[BEGIN GIVEN DATA]
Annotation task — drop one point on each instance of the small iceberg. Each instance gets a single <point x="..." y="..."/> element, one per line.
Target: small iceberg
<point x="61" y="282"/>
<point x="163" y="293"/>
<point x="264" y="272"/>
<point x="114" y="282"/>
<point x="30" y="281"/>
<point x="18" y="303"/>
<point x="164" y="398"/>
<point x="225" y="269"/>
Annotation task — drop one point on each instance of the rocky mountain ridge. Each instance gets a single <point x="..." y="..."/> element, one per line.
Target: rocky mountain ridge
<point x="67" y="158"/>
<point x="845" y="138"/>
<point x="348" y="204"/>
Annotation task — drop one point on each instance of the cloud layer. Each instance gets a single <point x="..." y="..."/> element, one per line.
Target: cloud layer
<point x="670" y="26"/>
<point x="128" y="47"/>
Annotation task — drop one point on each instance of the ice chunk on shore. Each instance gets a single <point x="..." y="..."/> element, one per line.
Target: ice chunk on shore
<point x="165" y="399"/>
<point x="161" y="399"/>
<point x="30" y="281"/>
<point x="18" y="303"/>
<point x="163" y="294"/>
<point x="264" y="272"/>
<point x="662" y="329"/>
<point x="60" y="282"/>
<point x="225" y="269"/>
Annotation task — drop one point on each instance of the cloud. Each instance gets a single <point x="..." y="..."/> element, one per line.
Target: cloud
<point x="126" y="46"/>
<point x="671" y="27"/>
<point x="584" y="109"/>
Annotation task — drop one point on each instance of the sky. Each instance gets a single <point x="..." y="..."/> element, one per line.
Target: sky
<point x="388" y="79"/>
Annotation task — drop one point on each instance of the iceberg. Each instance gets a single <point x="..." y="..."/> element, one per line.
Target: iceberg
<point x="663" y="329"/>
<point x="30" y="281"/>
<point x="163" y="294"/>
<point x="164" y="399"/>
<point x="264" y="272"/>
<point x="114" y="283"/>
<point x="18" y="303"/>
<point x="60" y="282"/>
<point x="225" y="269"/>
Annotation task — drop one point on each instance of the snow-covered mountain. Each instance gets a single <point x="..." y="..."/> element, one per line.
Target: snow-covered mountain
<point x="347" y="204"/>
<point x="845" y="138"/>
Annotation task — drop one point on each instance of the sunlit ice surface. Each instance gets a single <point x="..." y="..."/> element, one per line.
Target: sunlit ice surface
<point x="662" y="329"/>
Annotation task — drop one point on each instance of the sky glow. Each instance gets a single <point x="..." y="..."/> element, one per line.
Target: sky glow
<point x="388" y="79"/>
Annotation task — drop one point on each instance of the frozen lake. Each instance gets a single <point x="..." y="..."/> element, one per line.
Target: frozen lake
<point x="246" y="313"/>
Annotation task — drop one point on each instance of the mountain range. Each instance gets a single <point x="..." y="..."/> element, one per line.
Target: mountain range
[END GIVEN DATA]
OBJECTIVE: Give every line of the rows above as a JSON list of strings, with one string per line and any blank lines left out.

RESULT OF THE EXERCISE:
[
  "Annotation task — drop one point on each instance of the small iceberg. Each instance gets a single <point x=\"...\" y=\"...\"/> element, one per line.",
  "Target: small iceberg",
  "<point x=\"61\" y=\"282\"/>",
  "<point x=\"163\" y=\"293\"/>",
  "<point x=\"264\" y=\"272\"/>",
  "<point x=\"114\" y=\"282\"/>",
  "<point x=\"30\" y=\"281\"/>",
  "<point x=\"18\" y=\"303\"/>",
  "<point x=\"164\" y=\"398\"/>",
  "<point x=\"225\" y=\"269\"/>",
  "Annotation task — drop one point on each instance of the rocky mountain ridge. Each instance gets a single <point x=\"...\" y=\"...\"/> element, one per line.",
  "Target: rocky mountain ridge",
  "<point x=\"67\" y=\"158\"/>",
  "<point x=\"845\" y=\"138\"/>",
  "<point x=\"348\" y=\"204\"/>",
  "Annotation task — drop one point on each instance of the cloud layer. Each instance gets a single <point x=\"...\" y=\"...\"/> element, one per line.",
  "Target: cloud layer",
  "<point x=\"670\" y=\"26\"/>",
  "<point x=\"128\" y=\"47\"/>",
  "Annotation task — drop one point on each instance of the ice chunk on shore. Each instance gets a single <point x=\"...\" y=\"...\"/> element, one per line.",
  "Target: ice chunk on shore",
  "<point x=\"165\" y=\"399\"/>",
  "<point x=\"161\" y=\"399\"/>",
  "<point x=\"30\" y=\"281\"/>",
  "<point x=\"18\" y=\"303\"/>",
  "<point x=\"163\" y=\"294\"/>",
  "<point x=\"264\" y=\"272\"/>",
  "<point x=\"662\" y=\"329\"/>",
  "<point x=\"60\" y=\"282\"/>",
  "<point x=\"225\" y=\"269\"/>",
  "Annotation task — drop one point on each instance of the cloud. Each instance gets a single <point x=\"...\" y=\"...\"/> element, one per line.",
  "Target: cloud",
  "<point x=\"126\" y=\"46\"/>",
  "<point x=\"671\" y=\"27\"/>",
  "<point x=\"584\" y=\"109\"/>",
  "Annotation task — drop one point on each instance of the sky. Each instance gets a single <point x=\"...\" y=\"...\"/> element, one per line.",
  "Target: sky",
  "<point x=\"388\" y=\"79\"/>",
  "Annotation task — drop one point on each instance of the iceberg. Each instance gets a single <point x=\"...\" y=\"...\"/> element, one per line.",
  "Target: iceberg",
  "<point x=\"663\" y=\"329\"/>",
  "<point x=\"30\" y=\"281\"/>",
  "<point x=\"163\" y=\"294\"/>",
  "<point x=\"164\" y=\"399\"/>",
  "<point x=\"264\" y=\"272\"/>",
  "<point x=\"114\" y=\"283\"/>",
  "<point x=\"18\" y=\"303\"/>",
  "<point x=\"60\" y=\"282\"/>",
  "<point x=\"225\" y=\"269\"/>",
  "Annotation task — drop one point on each instance of the snow-covered mountain. Each instance gets a single <point x=\"...\" y=\"...\"/> element, one per line.",
  "Target: snow-covered mountain",
  "<point x=\"347\" y=\"204\"/>",
  "<point x=\"845\" y=\"138\"/>",
  "Annotation task — drop one point on each instance of the sunlit ice surface. Each instance gets a single <point x=\"...\" y=\"...\"/> element, one per line.",
  "Target: sunlit ice surface",
  "<point x=\"662\" y=\"329\"/>",
  "Annotation task — drop one point on each instance of the sky glow. Each instance gets a single <point x=\"...\" y=\"...\"/> element, one per line.",
  "Target: sky glow",
  "<point x=\"388\" y=\"79\"/>",
  "Annotation task — drop one point on each instance of the frozen lake. Each instance gets a single <point x=\"...\" y=\"...\"/> element, one per line.",
  "Target: frozen lake",
  "<point x=\"246\" y=\"313\"/>",
  "Annotation task — drop one point on each instance of the mountain range. Each instance gets a single <point x=\"...\" y=\"...\"/> element, one per line.",
  "Target: mountain range"
]